[MATERIAL TO PROCESS Boundary: Start]

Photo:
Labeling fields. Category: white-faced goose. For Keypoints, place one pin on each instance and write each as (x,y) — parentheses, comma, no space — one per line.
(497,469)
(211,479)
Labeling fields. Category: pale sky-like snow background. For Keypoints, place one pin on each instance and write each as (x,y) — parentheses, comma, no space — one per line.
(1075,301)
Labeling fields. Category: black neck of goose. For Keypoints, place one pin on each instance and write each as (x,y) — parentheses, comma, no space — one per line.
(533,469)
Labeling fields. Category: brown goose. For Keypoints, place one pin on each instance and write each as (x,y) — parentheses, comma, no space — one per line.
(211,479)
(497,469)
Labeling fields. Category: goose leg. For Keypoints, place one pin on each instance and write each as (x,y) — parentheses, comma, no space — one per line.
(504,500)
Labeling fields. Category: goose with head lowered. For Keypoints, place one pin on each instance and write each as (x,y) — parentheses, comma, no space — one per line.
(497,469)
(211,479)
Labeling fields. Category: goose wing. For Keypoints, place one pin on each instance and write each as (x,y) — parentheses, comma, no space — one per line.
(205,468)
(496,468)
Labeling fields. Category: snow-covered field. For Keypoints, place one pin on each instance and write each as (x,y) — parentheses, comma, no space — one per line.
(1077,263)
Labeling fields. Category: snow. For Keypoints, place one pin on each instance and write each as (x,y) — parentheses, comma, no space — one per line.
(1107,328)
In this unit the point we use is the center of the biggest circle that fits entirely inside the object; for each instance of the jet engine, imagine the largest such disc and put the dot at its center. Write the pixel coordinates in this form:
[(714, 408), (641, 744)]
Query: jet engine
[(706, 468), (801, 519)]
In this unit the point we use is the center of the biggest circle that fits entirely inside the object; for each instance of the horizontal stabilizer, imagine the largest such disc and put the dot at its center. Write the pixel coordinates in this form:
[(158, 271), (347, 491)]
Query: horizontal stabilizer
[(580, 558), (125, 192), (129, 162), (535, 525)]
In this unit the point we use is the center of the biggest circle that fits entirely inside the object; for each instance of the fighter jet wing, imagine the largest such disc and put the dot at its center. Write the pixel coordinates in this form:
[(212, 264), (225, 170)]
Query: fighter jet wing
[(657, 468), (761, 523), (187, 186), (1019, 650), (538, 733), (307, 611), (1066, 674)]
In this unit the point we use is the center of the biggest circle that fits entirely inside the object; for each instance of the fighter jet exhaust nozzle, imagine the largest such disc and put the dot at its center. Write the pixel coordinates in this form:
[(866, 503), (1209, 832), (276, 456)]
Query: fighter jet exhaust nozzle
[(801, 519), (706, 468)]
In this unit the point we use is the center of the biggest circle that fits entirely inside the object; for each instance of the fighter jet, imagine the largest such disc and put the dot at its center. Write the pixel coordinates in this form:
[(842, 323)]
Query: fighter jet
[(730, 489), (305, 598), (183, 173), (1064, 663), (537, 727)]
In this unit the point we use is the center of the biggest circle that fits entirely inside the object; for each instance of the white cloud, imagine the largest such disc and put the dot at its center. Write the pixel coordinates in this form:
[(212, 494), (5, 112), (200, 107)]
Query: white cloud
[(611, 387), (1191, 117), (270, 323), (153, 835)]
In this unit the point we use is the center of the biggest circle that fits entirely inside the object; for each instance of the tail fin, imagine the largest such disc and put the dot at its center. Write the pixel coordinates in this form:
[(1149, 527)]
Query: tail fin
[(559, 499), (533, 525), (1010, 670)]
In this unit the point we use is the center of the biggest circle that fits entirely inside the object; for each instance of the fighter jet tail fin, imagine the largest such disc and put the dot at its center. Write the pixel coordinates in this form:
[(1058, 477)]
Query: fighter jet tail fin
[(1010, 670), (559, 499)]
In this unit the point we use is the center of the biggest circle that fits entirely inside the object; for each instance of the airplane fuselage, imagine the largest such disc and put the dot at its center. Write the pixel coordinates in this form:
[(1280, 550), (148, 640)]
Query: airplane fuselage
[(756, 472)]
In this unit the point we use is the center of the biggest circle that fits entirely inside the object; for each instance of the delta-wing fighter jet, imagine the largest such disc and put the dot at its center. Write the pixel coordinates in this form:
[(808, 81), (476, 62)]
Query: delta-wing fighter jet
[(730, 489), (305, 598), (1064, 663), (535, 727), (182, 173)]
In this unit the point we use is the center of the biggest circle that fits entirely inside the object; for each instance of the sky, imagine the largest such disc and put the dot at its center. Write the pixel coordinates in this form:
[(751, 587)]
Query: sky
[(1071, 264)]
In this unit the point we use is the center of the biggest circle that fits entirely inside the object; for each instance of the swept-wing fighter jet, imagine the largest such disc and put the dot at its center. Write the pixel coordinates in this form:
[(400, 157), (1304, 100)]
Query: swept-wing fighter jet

[MATERIAL TO PROCESS Boundary: End]

◆ **WHAT THE TASK ASKS**:
Please set down the whole listing above without altering a single line.

◆ **EXERCISE RESULT**:
Photo:
Labeling fields. Category: white-faced goose. For Keypoints, place one pin on each instance and write each as (x,y) — parentheses, comma, no space — one per line.
(497,469)
(211,479)
Labeling fields. Category: pale sky-like snow background. For Keypoints, place one pin on each instance and write each as (x,y) — parentheses, comma, no space — one per line.
(1075,301)
Labeling fields. Category: black neck of goose. For Keypoints, place one pin on each instance and write each as (x,y) — parentheses, comma, no space — one per line.
(533,469)
Labeling fields. Category: brown goose. For Keypoints, place one pin on each instance and write each as (x,y) — parentheses, comma, no space — one per line.
(211,479)
(497,469)
Labeling fields. Category: goose leg. For Keypoints, place one pin on each instance and write each as (x,y) — parentheses, comma, no space — one per line.
(504,500)
Labeling fields. Category: goose with head lowered. For Keypoints, place one pin on each instance and write each as (x,y) — parentheses, comma, no space — one per line.
(497,469)
(211,479)
Labeling fields. Category: goose wing. For Keypoints, place one pin on each instance and write each as (x,y) — parentheses, comma, no space — one per line.
(205,468)
(496,468)
Labeling fields. Category: snow-covered field. For Keypoints, place one pin on each instance and write each as (x,y) — parentheses, comma, no space — one per line.
(1077,263)
Labeling fields. Category: snow. For Keypoints, place one pin on each instance and write each as (x,y) — parentheses, comma, no space — one per line.
(1107,328)
In this unit the point we use is the center of the biggest circle that fits entirely inside the object; for each instance of the jet engine, imagine the largest such disc and put the dot at its center. Write the pixel coordinates in this form:
[(714, 408), (641, 744)]
Query: jet engine
[(706, 468), (801, 519)]
In this unit the point we use is the center of the biggest circle that fits entirely inside the object; for each instance of the horizontal stabilizer, imagine the largest such disc and put the dot at its center. Write the pixel coordinates in this form:
[(158, 271), (347, 491)]
Query: horizontal stabilizer
[(580, 558), (125, 192), (129, 162), (535, 525)]
In this unit the point we use is the center of the biggest circle that fits entirely inside the object; for each instance of the fighter jet wing, imagine the largest such disc and put the dot at its center. Write the pixel coordinates in this form:
[(212, 264), (225, 170)]
Query: fighter jet wing
[(657, 468), (761, 523), (187, 186), (1019, 650), (538, 733), (307, 611), (1066, 674)]
In this unit the point we use is the center of the biggest circle that fits entirely inside the object; for each instance of the fighter jet exhaust nozzle, imagine the largest such disc and put the dot at its center. Write the pixel coordinates in this form:
[(866, 503), (1209, 832), (276, 456)]
Query: fighter jet exhaust nozzle
[(801, 519), (706, 468)]
In this unit the point we use is the center of the biggest circle that fits entirely inside the object; for each instance of the fighter jet, imagine the largest such disc and put the dot at its center. Write the pixel coordinates in this form:
[(842, 323)]
Query: fighter jet
[(730, 489), (305, 598), (183, 173), (1064, 663), (537, 727)]
In this unit the point we use is the center of the biggest circle that fits entirely inside the object; for each instance of the white cloud, imagine the largest such disc and put the dot at its center. Write the pixel coordinates in this form:
[(212, 494), (5, 112), (200, 107)]
Query: white cloud
[(611, 387), (1191, 117), (270, 323), (153, 835)]
In this unit the point we use is the center of the biggest circle that fits entirely inside the object; for each instance of the tail fin, imagine the largest such disc and put the dot at its center. Write the pixel coordinates in this form:
[(1149, 527)]
Query: tail fin
[(559, 499), (533, 525), (1010, 670)]
In this unit the point we use is the center of the biggest circle that fits entirely inside the object; for each instance of the fighter jet tail fin, imagine the largest such disc and put the dot at its center. Write the pixel coordinates in this form:
[(1058, 477)]
Query: fighter jet tail fin
[(1010, 670), (559, 499)]
In this unit the point we use is the center of the biggest circle that fits entirely inside the object; for each instance of the airplane fuselage, imagine the largest such disc and put the dot at its center. Write the pixel coordinates in this form:
[(1280, 550), (148, 640)]
Query: airplane fuselage
[(756, 472)]
In this unit the point we use is the center of the biggest circle that fits entirely inside the object; for each instance of the delta-wing fighter jet, imagine the largest such disc and put the dot at its center. Write the pixel coordinates in this form:
[(808, 81), (476, 62)]
Query: delta-wing fighter jet
[(730, 489), (305, 598), (1064, 663), (535, 727), (182, 173)]
In this unit the point we use is the center of the biggest circle that fits entirely inside the object; for each instance of the sky, imagine the largest such disc and put the dot at its center. Write the pixel coordinates in this form:
[(751, 587)]
Query: sky
[(1071, 264)]
In this unit the point we use is the center of the biggest circle that fits entirely inside the object; for each instance of the swept-wing fighter jet, imagine the largest such disc and put the dot at its center. Write the pixel coordinates in this form:
[(400, 157), (1304, 100)]
Query: swept-wing fighter jet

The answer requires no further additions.